== Consigne ==
Poursuivez le texte sur le spectacle de Marie Vialle tiré du roman de Pascal Quignard, en reprenant juste après sa dernière phrase.

== Texte source ==
Marie Vialle crée un spectacle intime et secret adapté du roman de Pascal Quignard
Qui connaîtrait Simeon Pease Cheney, pasteur et professeur de chant, si Pascal Quignard ne s’était penché sur ce curieux destin ? L’homme (1823-1890), habitant la Nouvelle-Angleterre, est le premier compositeur ayant transcrit les chants d’oiseaux, cent ans avant Messiaen. Il a laissé un ouvrage précieux, Wood Notes Wild : Notes de la musique sauvage, dont Pascal Quignard s’est inspiré pour écrire Dans ce jardin qu’on aimait. En écho à Tous les matins du monde, il a également pour personnage un musicien veuf, inconsolé et solitaire. Il a une fille, Rosemund, dont la naissance a causé la mort de sa femme, et dont la beauté, à 20 ans, lui rappelle celle de l’épouse tant aimée. La jeune fille quitte la maison, le père s’enferme dans sa solitude et ne délaisse plus le jardin conçu par sa femme. Il transcrit les chants d’oiseaux pépiant dans sa cure, le bruit du vent, d’un robinet qui goutte… A sa mort, Rosemund publiera ses notes.

[Identification de lieux]
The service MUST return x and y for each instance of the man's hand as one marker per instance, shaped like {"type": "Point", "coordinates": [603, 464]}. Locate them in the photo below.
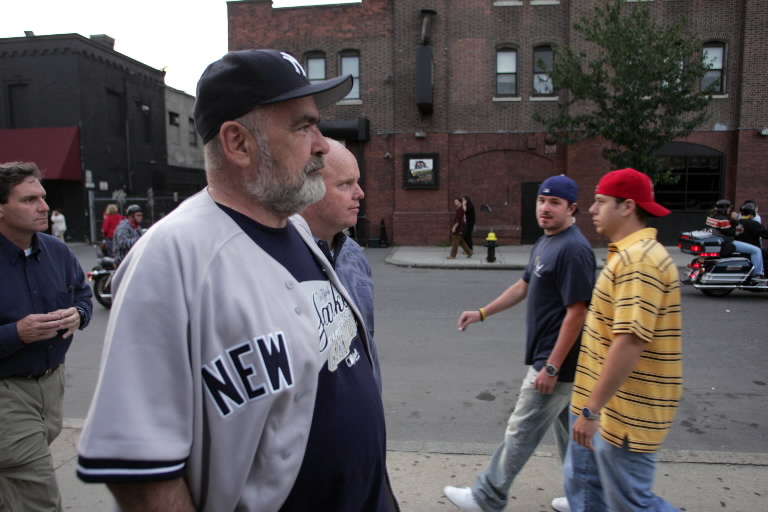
{"type": "Point", "coordinates": [43, 326]}
{"type": "Point", "coordinates": [584, 430]}
{"type": "Point", "coordinates": [467, 318]}
{"type": "Point", "coordinates": [70, 320]}
{"type": "Point", "coordinates": [544, 383]}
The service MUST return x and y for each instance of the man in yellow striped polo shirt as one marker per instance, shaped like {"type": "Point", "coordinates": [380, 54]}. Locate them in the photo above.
{"type": "Point", "coordinates": [629, 375]}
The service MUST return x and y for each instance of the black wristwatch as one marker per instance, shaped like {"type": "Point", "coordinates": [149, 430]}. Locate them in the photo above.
{"type": "Point", "coordinates": [81, 312]}
{"type": "Point", "coordinates": [552, 370]}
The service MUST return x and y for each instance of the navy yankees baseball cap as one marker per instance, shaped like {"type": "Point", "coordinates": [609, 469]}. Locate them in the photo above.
{"type": "Point", "coordinates": [560, 186]}
{"type": "Point", "coordinates": [238, 82]}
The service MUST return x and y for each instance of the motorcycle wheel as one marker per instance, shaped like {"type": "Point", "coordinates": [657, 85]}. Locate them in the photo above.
{"type": "Point", "coordinates": [103, 291]}
{"type": "Point", "coordinates": [715, 292]}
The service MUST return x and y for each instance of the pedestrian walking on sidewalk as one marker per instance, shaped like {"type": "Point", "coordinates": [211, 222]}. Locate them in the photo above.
{"type": "Point", "coordinates": [558, 283]}
{"type": "Point", "coordinates": [237, 372]}
{"type": "Point", "coordinates": [629, 378]}
{"type": "Point", "coordinates": [457, 231]}
{"type": "Point", "coordinates": [44, 299]}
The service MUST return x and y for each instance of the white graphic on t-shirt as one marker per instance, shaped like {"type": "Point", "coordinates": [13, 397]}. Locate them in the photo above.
{"type": "Point", "coordinates": [292, 60]}
{"type": "Point", "coordinates": [336, 324]}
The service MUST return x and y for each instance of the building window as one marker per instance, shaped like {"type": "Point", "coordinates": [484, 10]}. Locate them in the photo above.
{"type": "Point", "coordinates": [315, 63]}
{"type": "Point", "coordinates": [115, 114]}
{"type": "Point", "coordinates": [506, 72]}
{"type": "Point", "coordinates": [145, 120]}
{"type": "Point", "coordinates": [19, 106]}
{"type": "Point", "coordinates": [543, 56]}
{"type": "Point", "coordinates": [192, 132]}
{"type": "Point", "coordinates": [714, 57]}
{"type": "Point", "coordinates": [350, 65]}
{"type": "Point", "coordinates": [698, 185]}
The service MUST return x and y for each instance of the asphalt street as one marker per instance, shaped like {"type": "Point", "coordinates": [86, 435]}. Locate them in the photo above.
{"type": "Point", "coordinates": [447, 394]}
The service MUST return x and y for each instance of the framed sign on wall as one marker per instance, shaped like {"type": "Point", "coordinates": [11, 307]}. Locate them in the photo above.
{"type": "Point", "coordinates": [420, 170]}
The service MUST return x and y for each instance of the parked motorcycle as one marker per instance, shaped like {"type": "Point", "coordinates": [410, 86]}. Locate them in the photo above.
{"type": "Point", "coordinates": [713, 274]}
{"type": "Point", "coordinates": [101, 278]}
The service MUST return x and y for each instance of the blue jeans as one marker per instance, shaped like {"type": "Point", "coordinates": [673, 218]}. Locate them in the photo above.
{"type": "Point", "coordinates": [755, 255]}
{"type": "Point", "coordinates": [534, 413]}
{"type": "Point", "coordinates": [610, 478]}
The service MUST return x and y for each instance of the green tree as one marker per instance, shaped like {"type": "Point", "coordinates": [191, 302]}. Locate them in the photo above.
{"type": "Point", "coordinates": [639, 89]}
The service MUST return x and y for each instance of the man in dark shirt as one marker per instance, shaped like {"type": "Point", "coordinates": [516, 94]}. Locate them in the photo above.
{"type": "Point", "coordinates": [43, 300]}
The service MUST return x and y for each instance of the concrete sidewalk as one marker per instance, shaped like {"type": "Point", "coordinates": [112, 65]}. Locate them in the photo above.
{"type": "Point", "coordinates": [506, 257]}
{"type": "Point", "coordinates": [692, 481]}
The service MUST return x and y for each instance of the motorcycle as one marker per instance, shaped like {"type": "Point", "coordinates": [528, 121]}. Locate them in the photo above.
{"type": "Point", "coordinates": [101, 277]}
{"type": "Point", "coordinates": [712, 273]}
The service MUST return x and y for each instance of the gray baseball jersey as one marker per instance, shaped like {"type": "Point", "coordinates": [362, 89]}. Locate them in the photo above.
{"type": "Point", "coordinates": [210, 365]}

== Réponse ==
L’écoute de la nature
« Même les choses inanimées ont leur musique », a noté Simeon Pease Cheney. Le spectacle que signe Marie Vialle, interprète de Rosemund, invite à l’écoute intime des sons et autres bruits évocateurs d’une nature secrète, comme la sonorité de gouttes d’eau tombant dans un seau. Les partitions de la nature composent un concert. Là où l’écriture en appelle à l’imagination, les interprètes restituent des chants d’oiseaux et offrent les minutes délicates et poétiques d’une musique de la nature. Le spectacle accuse, certes, certaines faiblesses, quelques passages ésotériques, mais sa fragilité même dégage un charme certain et profond. Après Yann Boudaud (à Avignon), Laurent Poitrenaux est le partenaire de Marie Vialle.
Dans ce jardin qu’on aimait * *
Théâtre de la Bastille, 76 rue de la Roquette, Paris 11e. Tél. 01 43 57 42 14. www.theatre-bastille.com Jusqu’au 2 février. Tournée : du 8 au 11 février, Théâtre Garonne, Toulouse, du 28 mars au 7 avril, Célestins, Lyon, 11 et 12 avril, La Comète, Châlons-en-Champagne.
(spectacle vu au Cloitre des Célestins, au Festival d’Avignon juillet 2022)
(Photo Jean-Louis Fernandez)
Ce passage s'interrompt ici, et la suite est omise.